Please set out every one of the rows below as a numbered list, leaving out any blank lines.

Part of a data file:
+ + + +

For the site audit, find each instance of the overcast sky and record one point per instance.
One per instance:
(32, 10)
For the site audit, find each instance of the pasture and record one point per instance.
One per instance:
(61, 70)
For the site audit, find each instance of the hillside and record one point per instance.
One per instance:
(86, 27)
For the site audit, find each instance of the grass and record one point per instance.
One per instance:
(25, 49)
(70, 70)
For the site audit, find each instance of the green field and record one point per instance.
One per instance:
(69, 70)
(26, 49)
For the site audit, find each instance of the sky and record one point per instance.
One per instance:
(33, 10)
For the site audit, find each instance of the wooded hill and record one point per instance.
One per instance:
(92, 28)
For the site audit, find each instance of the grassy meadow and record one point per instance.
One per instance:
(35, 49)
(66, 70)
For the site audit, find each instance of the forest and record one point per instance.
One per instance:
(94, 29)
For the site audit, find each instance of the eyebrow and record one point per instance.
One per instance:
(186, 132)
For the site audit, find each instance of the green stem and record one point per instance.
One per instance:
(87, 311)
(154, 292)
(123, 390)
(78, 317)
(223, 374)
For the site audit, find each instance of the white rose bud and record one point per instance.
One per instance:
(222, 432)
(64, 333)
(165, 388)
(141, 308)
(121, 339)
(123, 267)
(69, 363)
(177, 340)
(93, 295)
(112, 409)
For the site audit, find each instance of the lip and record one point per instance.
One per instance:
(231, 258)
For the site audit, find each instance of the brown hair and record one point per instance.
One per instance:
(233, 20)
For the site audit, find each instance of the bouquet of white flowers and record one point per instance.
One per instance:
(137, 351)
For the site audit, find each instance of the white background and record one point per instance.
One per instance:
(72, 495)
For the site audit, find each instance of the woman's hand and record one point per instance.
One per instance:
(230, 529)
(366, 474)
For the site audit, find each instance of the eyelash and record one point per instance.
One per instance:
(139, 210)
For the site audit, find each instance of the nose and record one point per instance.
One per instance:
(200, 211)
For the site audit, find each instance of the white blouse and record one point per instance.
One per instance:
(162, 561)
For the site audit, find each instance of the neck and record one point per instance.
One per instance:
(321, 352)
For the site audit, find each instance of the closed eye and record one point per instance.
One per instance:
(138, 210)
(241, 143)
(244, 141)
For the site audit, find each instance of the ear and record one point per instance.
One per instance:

+ + + +

The output:
1. For the site audit, find each instance of the overcast sky and record one point per instance.
2. One per instance:
3. (32, 10)
4. For the site audit, find each instance of the pasture and record one point per instance.
5. One per instance:
6. (61, 70)
7. For the site audit, find each instance of the hillside and record one point per instance.
8. One per instance:
9. (86, 27)
10. For the site audit, find each instance of the grass and record one point per instance.
11. One per instance:
12. (25, 49)
13. (70, 70)
14. For the site audit, find each instance of the green field and record one point per instance.
15. One per instance:
16. (69, 70)
17. (26, 49)
18. For the site audit, find each instance of the sky and record one point per instance.
19. One per instance:
20. (33, 10)
21. For the site audit, find each instance of the wooded hill and record one point per instance.
22. One per instance:
23. (92, 28)
24. For the site audit, find each instance of the grassy meadow and record one point per instance.
25. One per instance:
26. (35, 49)
27. (66, 70)
28. For the site audit, find each instance of the forest and record one point per instance.
29. One per instance:
30. (94, 29)
31. For the site audit, find each instance of the eyebrow and record one point per instance.
32. One per instance:
33. (186, 132)
34. For the site audit, find each instance of the green stem and record one point per instance.
35. One per instance:
36. (87, 311)
37. (154, 292)
38. (123, 390)
39. (78, 317)
40. (223, 374)
41. For the site audit, find each instance of the white rose bud and record one point per instance.
42. One per instance:
43. (222, 432)
44. (64, 333)
45. (165, 388)
46. (141, 308)
47. (121, 339)
48. (123, 267)
49. (69, 363)
50. (177, 340)
51. (93, 295)
52. (112, 409)
53. For the site audit, find each instance of the lip and record one point per instance.
54. One per instance:
55. (231, 258)
56. For the site audit, find each instance of the brown hair and record one point per instance.
57. One per instance:
58. (233, 20)
59. For the site audit, find each instance of the bouquet of white flowers and record one point per instance.
60. One per instance:
61. (137, 351)
62. For the site audit, find each instance of the white background and record one point per instance.
63. One per instance:
64. (72, 495)
65. For the site audit, find each instance of the woman's hand and record one point per instance.
66. One per instance:
67. (230, 529)
68. (366, 474)
69. For the site audit, find each instance of the eyelash and record one point per instance.
70. One per instance:
71. (139, 210)
72. For the site audit, find each instance of the nose and record one point per instance.
73. One per instance:
74. (200, 211)
75. For the site audit, find each instance of the white blouse and record one point per instance.
76. One per instance:
77. (162, 561)
78. For the site audit, find each instance of the neck and record one point per instance.
79. One per instance:
80. (321, 352)
81. For the site audit, find each instance of the closed eye and record one point per instance.
82. One per instance:
83. (138, 210)
84. (241, 143)
85. (244, 141)
86. For the site audit, find each instance of the ear and record one point per instance.
87. One per instance:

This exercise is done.